### REQUIRED WORK
Take the data below and copy exactly the lines starting at the one with "Point out the bathroom" and finishing at the one with "Point out the white wall, one", both included.

::::

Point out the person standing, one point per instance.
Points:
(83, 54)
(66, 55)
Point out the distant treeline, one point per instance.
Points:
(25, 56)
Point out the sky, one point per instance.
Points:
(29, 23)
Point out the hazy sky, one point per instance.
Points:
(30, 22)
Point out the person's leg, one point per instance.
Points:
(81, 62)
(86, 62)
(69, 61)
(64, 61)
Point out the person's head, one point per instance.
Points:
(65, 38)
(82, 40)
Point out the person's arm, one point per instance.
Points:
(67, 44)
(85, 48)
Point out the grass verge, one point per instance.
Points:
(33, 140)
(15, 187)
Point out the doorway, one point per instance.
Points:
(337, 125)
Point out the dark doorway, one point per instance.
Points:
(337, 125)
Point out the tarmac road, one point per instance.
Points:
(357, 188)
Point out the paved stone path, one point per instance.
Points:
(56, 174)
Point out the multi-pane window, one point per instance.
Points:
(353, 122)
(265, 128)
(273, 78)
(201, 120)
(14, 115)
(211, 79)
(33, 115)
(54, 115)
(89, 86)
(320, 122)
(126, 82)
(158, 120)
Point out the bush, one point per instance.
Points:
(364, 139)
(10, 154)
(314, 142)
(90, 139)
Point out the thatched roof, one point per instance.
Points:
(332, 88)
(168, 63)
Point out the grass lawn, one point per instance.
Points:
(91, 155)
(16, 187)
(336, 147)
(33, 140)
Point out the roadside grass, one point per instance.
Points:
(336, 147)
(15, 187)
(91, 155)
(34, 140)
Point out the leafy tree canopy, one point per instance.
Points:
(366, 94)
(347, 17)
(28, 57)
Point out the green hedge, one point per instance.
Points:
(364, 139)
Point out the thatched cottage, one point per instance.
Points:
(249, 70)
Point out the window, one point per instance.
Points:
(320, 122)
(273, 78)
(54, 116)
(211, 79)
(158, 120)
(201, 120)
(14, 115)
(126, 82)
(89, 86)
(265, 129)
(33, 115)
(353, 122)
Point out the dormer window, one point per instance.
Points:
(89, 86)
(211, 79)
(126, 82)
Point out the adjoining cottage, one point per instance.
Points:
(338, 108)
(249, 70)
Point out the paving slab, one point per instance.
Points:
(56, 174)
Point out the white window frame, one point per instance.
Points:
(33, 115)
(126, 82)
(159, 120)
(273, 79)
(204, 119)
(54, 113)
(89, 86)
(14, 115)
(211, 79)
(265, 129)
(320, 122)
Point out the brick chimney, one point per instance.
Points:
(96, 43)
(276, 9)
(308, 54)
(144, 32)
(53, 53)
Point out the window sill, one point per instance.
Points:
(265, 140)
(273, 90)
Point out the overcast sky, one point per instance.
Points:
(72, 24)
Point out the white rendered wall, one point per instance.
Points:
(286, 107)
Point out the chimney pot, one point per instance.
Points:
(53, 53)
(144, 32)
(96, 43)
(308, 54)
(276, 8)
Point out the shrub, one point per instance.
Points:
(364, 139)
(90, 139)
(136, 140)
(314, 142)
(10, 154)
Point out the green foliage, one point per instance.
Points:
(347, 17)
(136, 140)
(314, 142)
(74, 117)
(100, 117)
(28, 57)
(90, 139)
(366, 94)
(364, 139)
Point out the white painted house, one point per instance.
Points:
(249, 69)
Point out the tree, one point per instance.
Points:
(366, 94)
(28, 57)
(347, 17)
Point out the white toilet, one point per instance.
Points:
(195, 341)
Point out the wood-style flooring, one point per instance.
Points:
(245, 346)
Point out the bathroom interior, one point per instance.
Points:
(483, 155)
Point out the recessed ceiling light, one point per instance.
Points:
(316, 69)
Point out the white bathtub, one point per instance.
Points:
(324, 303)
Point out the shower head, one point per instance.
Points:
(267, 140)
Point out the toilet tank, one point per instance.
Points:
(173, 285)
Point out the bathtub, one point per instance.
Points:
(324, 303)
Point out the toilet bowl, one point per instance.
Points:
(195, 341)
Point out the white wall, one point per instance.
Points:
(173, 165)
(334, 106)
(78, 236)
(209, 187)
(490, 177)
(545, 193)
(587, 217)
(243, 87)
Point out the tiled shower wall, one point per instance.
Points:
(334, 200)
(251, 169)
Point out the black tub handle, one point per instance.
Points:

::::

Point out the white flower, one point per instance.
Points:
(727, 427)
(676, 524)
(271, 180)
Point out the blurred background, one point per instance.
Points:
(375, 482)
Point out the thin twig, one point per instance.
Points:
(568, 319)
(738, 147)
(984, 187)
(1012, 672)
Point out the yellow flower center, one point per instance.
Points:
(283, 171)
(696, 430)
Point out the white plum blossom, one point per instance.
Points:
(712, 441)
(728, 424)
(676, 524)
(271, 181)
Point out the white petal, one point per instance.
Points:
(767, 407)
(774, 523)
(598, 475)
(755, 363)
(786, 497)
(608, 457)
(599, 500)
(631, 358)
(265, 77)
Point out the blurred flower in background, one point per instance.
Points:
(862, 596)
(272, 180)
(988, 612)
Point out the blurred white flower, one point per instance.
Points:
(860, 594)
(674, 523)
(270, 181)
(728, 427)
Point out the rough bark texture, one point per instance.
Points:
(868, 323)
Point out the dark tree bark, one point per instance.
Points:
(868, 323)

::::

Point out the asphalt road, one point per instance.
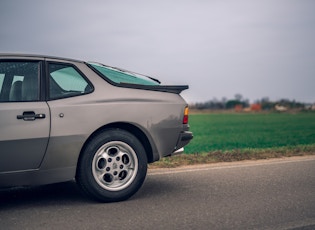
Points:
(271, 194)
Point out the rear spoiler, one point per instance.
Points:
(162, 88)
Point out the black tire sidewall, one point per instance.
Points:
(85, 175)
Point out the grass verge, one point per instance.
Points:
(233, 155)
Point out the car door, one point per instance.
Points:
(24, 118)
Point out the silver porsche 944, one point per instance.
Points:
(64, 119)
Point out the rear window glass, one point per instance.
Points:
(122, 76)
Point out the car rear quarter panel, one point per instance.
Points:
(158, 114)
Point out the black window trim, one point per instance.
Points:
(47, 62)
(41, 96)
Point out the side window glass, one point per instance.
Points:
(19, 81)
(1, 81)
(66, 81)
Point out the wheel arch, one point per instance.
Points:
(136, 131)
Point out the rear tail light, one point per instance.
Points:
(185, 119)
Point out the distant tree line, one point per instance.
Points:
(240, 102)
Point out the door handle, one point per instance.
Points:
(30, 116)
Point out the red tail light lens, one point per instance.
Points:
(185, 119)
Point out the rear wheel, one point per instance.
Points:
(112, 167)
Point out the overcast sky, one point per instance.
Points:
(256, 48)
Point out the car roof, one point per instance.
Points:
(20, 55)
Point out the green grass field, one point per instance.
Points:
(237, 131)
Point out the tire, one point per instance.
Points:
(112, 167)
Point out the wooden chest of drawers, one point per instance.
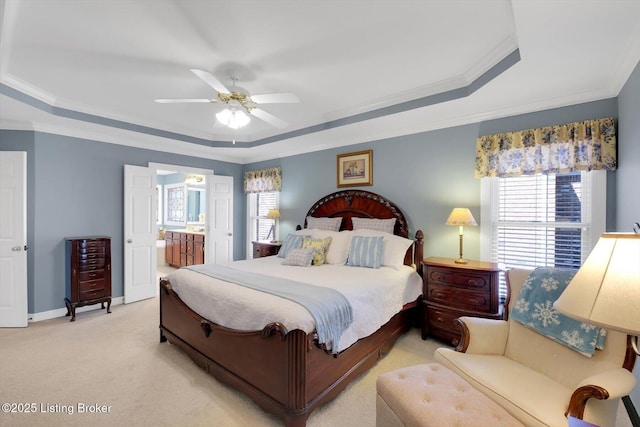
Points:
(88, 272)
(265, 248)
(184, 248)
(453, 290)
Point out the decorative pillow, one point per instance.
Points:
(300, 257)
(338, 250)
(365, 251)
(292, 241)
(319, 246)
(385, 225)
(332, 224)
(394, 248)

::::

### PROBLEM SOLUTION
Point out the bathroom interior, one point per instance.
Points:
(483, 155)
Point out the recessed ceiling light, one point per instance.
Points:
(316, 69)
Point out the white bathtub, one point per instance.
Points:
(324, 303)
Point out the shower head, one point per instance.
Points:
(267, 140)
Point out the toilet tank, one point per instance.
Points:
(173, 285)
Point out the bathtub, one point per instance.
Points:
(324, 303)
Point out the toilet bowl, one point per instance.
Points:
(195, 341)
Point out the white wall, one point per instance.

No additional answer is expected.